Tag Archives: Displays

National Ethics Awareness Month

No matter your area of study or line of work, ethics have an effect on policies, principles, and behavior. As an official observance, National Ethics Awareness Month draws attention to how crucial the ongoing study and practice of ethical engagement is.

Modernity comes with unforeseen dilemmas that shape the way we experience the world. Ethics takes a practical approach in exploring humane and sensible solutions to otherwise unavoidable and irreconcilable problems.

Ivy Tech offers a number of classes that take exclusive looks at ethics through the lens of many different disciplines:

PHIL 102: Introduction to Ethics
LEGS 170: Legal Ethics
TMAS 120: Ethics and Massage Management
BUSN 120: Ethics and Social Responsibility
CRIM 201: Ethics in Criminal Justice
HLHS 105: Medical Law and Ethics
HUMS 220: Issues and Ethics in Human Services

More information on these classes and more can be found here: https://www.ivytech.edu/course-catalog/.

The library has also curated a small collection of our books to further showcase National Ethics Awareness Month. Please stop by to not only find which dilemmas most apply to your life but to also discover if you can contribute to their resolutions!

*****

#### [EXPLORE THE MATERIAL]
• A. In the National Ethics Awareness Month post, update the text between "Tag Archives: Displays" and "and irreconcilable problems.", inclusive, with "behavior" replaced by "conduct".
• B. Answer these questions from the National Ethics Awareness Month post:
(i) What is the course code for Legal Ethics?
(ii) At what web address can more information on the classes be found?
(iii) What has the library curated for the month?

#### [DATA]
*****

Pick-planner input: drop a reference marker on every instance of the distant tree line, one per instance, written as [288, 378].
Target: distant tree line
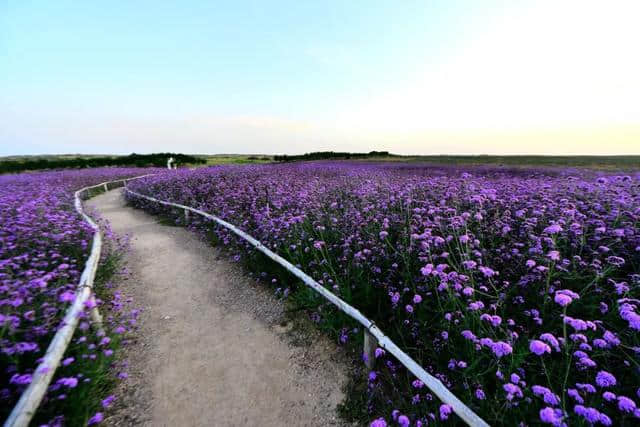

*****

#### [ACTIVITY ANSWERS]
• A.
Tag Archives: Displays

National Ethics Awareness Month

No matter your area of study or line of work, ethics have an effect on policies, principles, and conduct. As an official observance, National Ethics Awareness Month draws attention to how crucial the ongoing study and practice of ethical engagement is.

Modernity comes with unforeseen dilemmas that shape the way we experience the world. Ethics takes a practical approach in exploring humane and sensible solutions to otherwise unavoidable and irreconcilable problems.

• B.
(i) LEGS 170
(ii) https://www.ivytech.edu/course-catalog/
(iii) A small collection of its books